— START TASK INPUTS —

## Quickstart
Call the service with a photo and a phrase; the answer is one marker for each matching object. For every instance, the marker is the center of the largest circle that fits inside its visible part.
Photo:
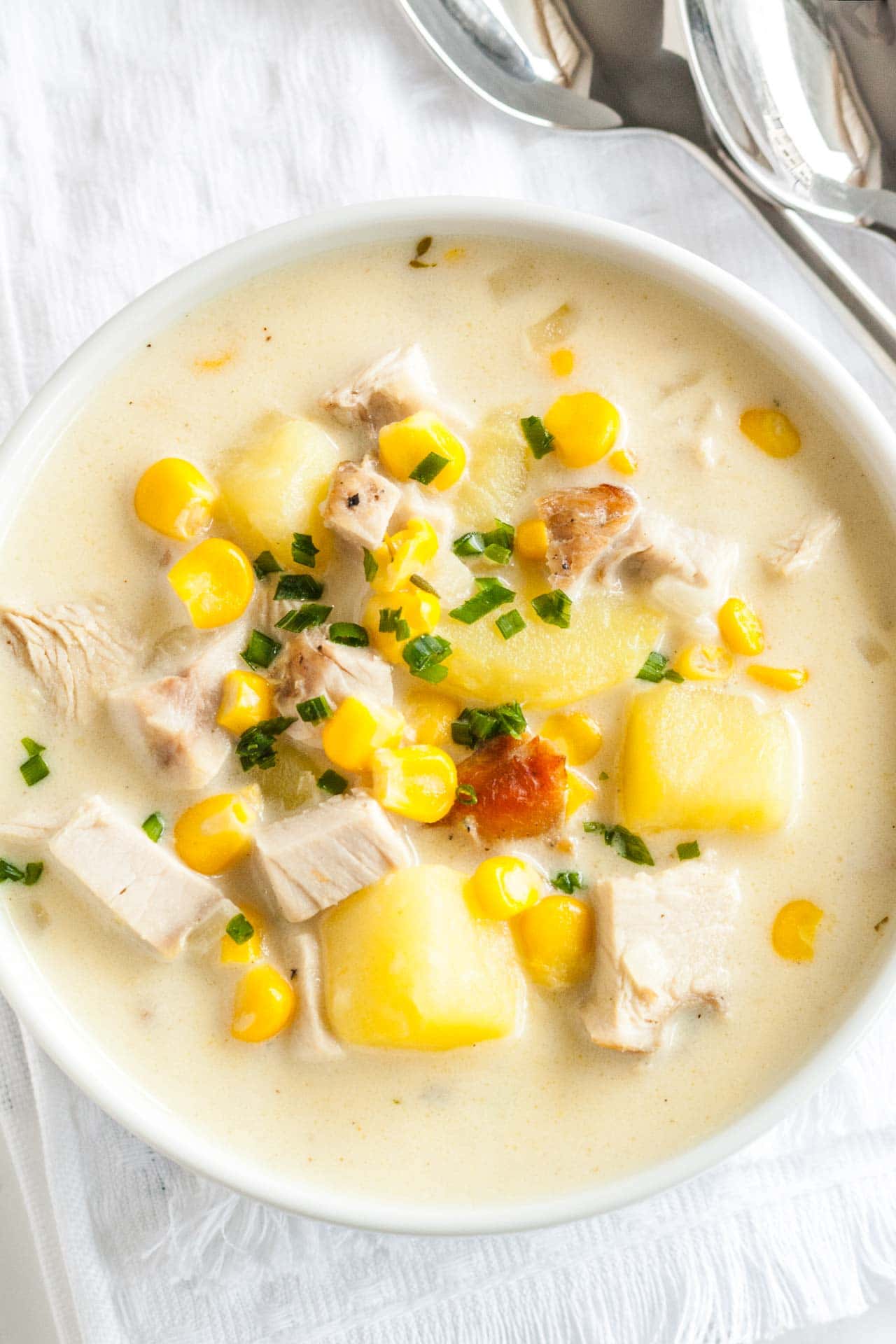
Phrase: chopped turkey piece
(171, 722)
(360, 503)
(311, 666)
(316, 858)
(390, 388)
(77, 652)
(662, 944)
(520, 788)
(140, 882)
(311, 1038)
(804, 547)
(582, 524)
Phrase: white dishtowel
(133, 139)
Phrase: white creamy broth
(545, 1109)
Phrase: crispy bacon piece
(520, 787)
(580, 524)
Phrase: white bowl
(837, 396)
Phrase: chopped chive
(298, 587)
(491, 596)
(239, 929)
(307, 616)
(304, 550)
(511, 624)
(347, 632)
(418, 581)
(315, 710)
(261, 651)
(265, 565)
(155, 825)
(568, 881)
(477, 726)
(554, 608)
(255, 746)
(426, 470)
(536, 436)
(625, 843)
(371, 565)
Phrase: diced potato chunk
(409, 965)
(546, 667)
(700, 760)
(274, 487)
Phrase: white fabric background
(133, 137)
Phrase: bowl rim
(31, 438)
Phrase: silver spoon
(792, 134)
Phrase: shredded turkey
(804, 547)
(662, 944)
(76, 651)
(316, 858)
(390, 388)
(360, 503)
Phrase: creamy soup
(599, 918)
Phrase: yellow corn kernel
(704, 663)
(406, 444)
(430, 715)
(216, 834)
(622, 460)
(246, 699)
(531, 540)
(741, 629)
(214, 581)
(504, 886)
(403, 554)
(771, 430)
(356, 730)
(782, 679)
(556, 941)
(584, 428)
(578, 792)
(419, 609)
(242, 953)
(575, 734)
(793, 933)
(264, 1004)
(418, 783)
(562, 362)
(174, 498)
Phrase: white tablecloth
(133, 139)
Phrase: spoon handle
(871, 321)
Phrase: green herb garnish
(347, 632)
(491, 596)
(628, 844)
(261, 651)
(304, 550)
(298, 588)
(304, 617)
(155, 827)
(426, 470)
(265, 565)
(255, 746)
(511, 624)
(239, 929)
(477, 726)
(536, 436)
(554, 608)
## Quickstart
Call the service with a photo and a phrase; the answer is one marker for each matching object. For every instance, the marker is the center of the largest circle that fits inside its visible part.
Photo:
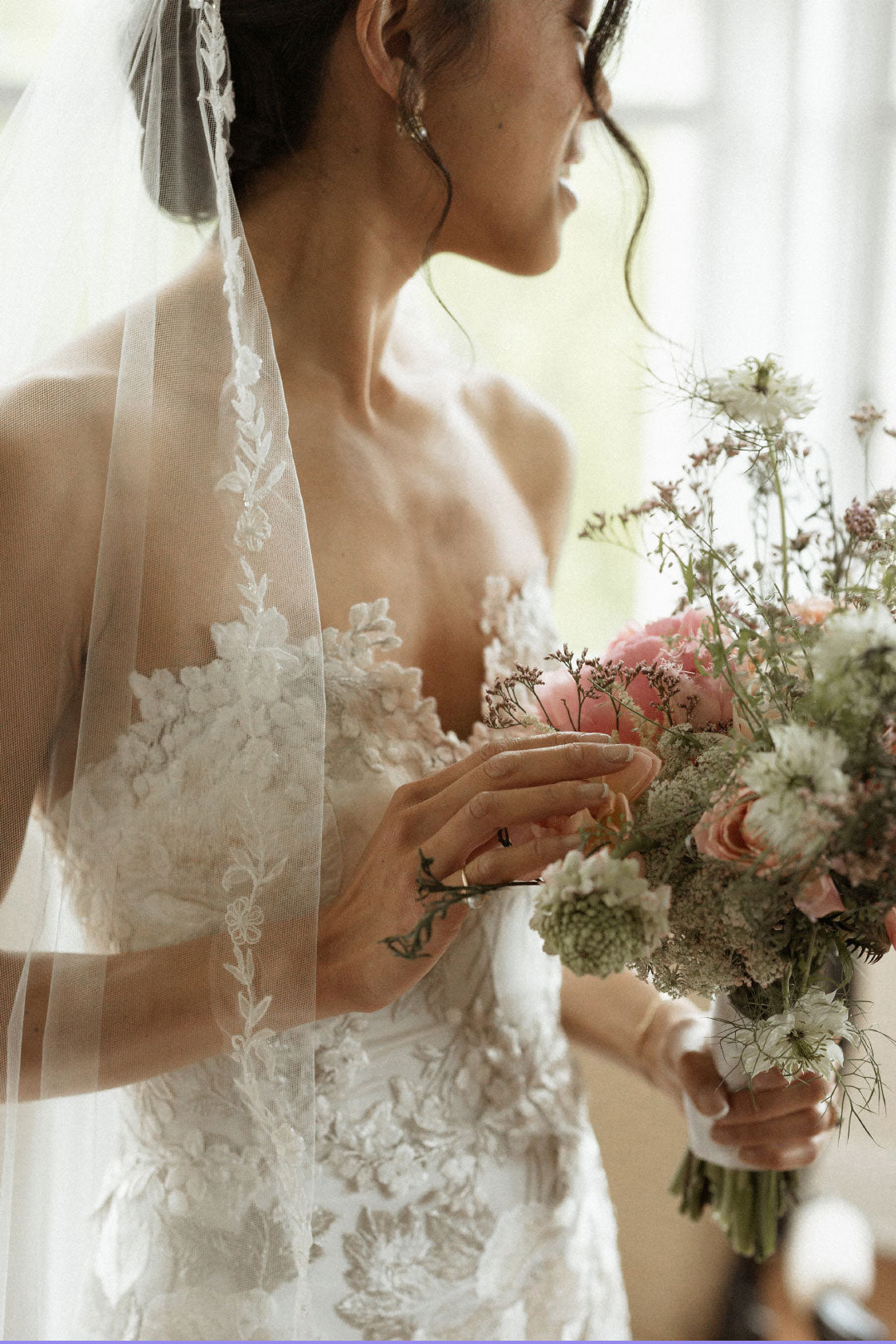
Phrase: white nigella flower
(848, 635)
(805, 762)
(759, 392)
(798, 1040)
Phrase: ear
(384, 41)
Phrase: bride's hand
(453, 817)
(779, 1127)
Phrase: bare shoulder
(535, 446)
(54, 442)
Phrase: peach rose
(815, 611)
(891, 925)
(820, 897)
(723, 832)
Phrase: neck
(334, 241)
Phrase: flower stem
(782, 513)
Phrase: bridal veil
(153, 539)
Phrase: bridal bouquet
(755, 859)
(762, 858)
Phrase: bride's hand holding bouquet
(757, 860)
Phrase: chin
(522, 251)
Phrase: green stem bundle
(747, 1205)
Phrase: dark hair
(278, 54)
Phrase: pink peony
(820, 897)
(674, 643)
(891, 925)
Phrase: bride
(264, 542)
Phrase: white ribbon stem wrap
(723, 1016)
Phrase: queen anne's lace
(253, 477)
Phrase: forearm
(119, 1019)
(622, 1018)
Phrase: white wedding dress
(458, 1188)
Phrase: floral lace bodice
(458, 1192)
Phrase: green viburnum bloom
(761, 392)
(598, 914)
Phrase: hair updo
(278, 56)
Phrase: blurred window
(770, 130)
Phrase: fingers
(704, 1083)
(767, 1157)
(484, 793)
(774, 1098)
(781, 1132)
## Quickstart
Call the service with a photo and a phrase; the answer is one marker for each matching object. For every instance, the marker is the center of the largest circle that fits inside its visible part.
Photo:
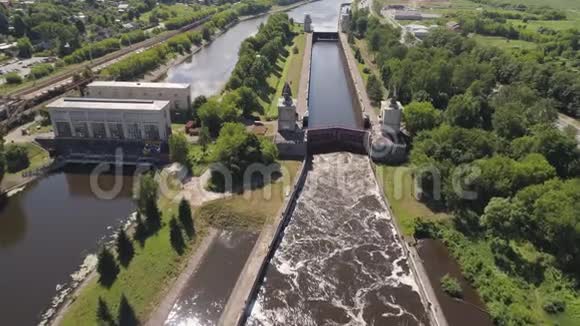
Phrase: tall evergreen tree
(107, 268)
(125, 250)
(127, 316)
(186, 218)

— END TASK INPUTS —

- **GOAL OF THE EXERCISE**:
Copy out all of the entries above verbatim, leaving out the pictures.

- **TASK ANSWER**:
## Quickstart
Call the service with a photo and a phrase; the answer is one marker for each matching object. For every instance, the marker is the center of the largest circle that fits inside its visible part.
Photo:
Phrase: chopped turkey piece
(171, 722)
(360, 503)
(311, 666)
(316, 858)
(390, 388)
(77, 652)
(662, 944)
(520, 788)
(140, 882)
(311, 1038)
(804, 547)
(582, 524)
Phrase: white dishtowel
(133, 139)
Phrase: white creamy broth
(545, 1109)
Phrase: crispy bacon piece
(520, 787)
(580, 524)
Phrase: white bowl
(837, 396)
Phrase: chopped chive
(298, 587)
(491, 596)
(239, 929)
(307, 616)
(304, 550)
(511, 624)
(347, 632)
(418, 581)
(315, 710)
(261, 651)
(265, 565)
(155, 825)
(568, 881)
(477, 726)
(554, 608)
(255, 746)
(426, 470)
(536, 436)
(625, 843)
(371, 565)
Phrase: diced potato chunk
(409, 965)
(546, 667)
(700, 760)
(274, 487)
Phrase: white fabric background
(133, 137)
Phrase: bowl rim
(31, 438)
Phrase: silver spoon
(792, 134)
Phrase: shredded turkey
(804, 547)
(662, 944)
(76, 651)
(316, 858)
(390, 388)
(360, 503)
Phrase: creamy soup
(599, 918)
Phrase: yellow corn kernel
(704, 663)
(406, 444)
(430, 715)
(216, 834)
(622, 460)
(246, 699)
(531, 540)
(741, 629)
(214, 581)
(504, 886)
(403, 554)
(771, 430)
(356, 730)
(782, 679)
(556, 941)
(584, 428)
(578, 792)
(419, 609)
(242, 953)
(575, 734)
(793, 933)
(264, 1004)
(418, 783)
(562, 362)
(174, 498)
Phrase: white tablecloth
(133, 139)
Phrase: spoon handle
(871, 321)
Phrase: green herb garnish
(347, 632)
(491, 596)
(628, 844)
(261, 651)
(304, 550)
(298, 588)
(304, 617)
(155, 827)
(426, 470)
(265, 565)
(255, 746)
(511, 624)
(239, 929)
(477, 726)
(536, 436)
(554, 608)
## Quickstart
Call the service with a photo and a phrase; the answer is one marker for each matching object. For every instance, the marker is the center of the largest circle that fits inside its visible part.
Photo:
Phrase: white nigella flower
(848, 635)
(805, 762)
(759, 392)
(798, 1040)
Phrase: ear
(384, 41)
Phrase: bride's hand
(453, 817)
(779, 1127)
Phrase: bare shoulder
(535, 446)
(54, 442)
Phrase: peach rose
(815, 611)
(891, 925)
(820, 897)
(723, 832)
Phrase: neck
(334, 241)
Phrase: flower stem
(782, 513)
Phrase: bridal veil
(153, 539)
Phrase: bridal bouquet
(755, 859)
(762, 858)
Phrase: bride's hand holding bouquet
(757, 860)
Phrase: chin
(522, 251)
Phrase: green stem bundle
(747, 1205)
Phrase: dark hair
(278, 54)
Phrase: pink peony
(820, 897)
(674, 643)
(891, 925)
Phrase: bride
(264, 542)
Phrase: white ribbon stem wrap
(723, 1016)
Phrase: queen anne's lace
(253, 477)
Phrase: forearm
(119, 1019)
(622, 1018)
Phrase: white wedding dress
(458, 1188)
Phrase: floral lace bodice
(458, 1192)
Phrase: green viburnum bloom
(761, 392)
(598, 914)
Phrase: hair updo
(278, 56)
Phrase: blurred window
(770, 130)
Phrase: fingers
(704, 1083)
(767, 1157)
(484, 793)
(774, 1098)
(781, 1132)
## Quickstart
Call the service with a photo and a phrase; the answer is one marker for each matching object. For every instance, the marker is the center of the largest circle that fits inside its visible part.
Photo:
Phrase: tall evergreen tree
(107, 268)
(125, 250)
(127, 316)
(186, 218)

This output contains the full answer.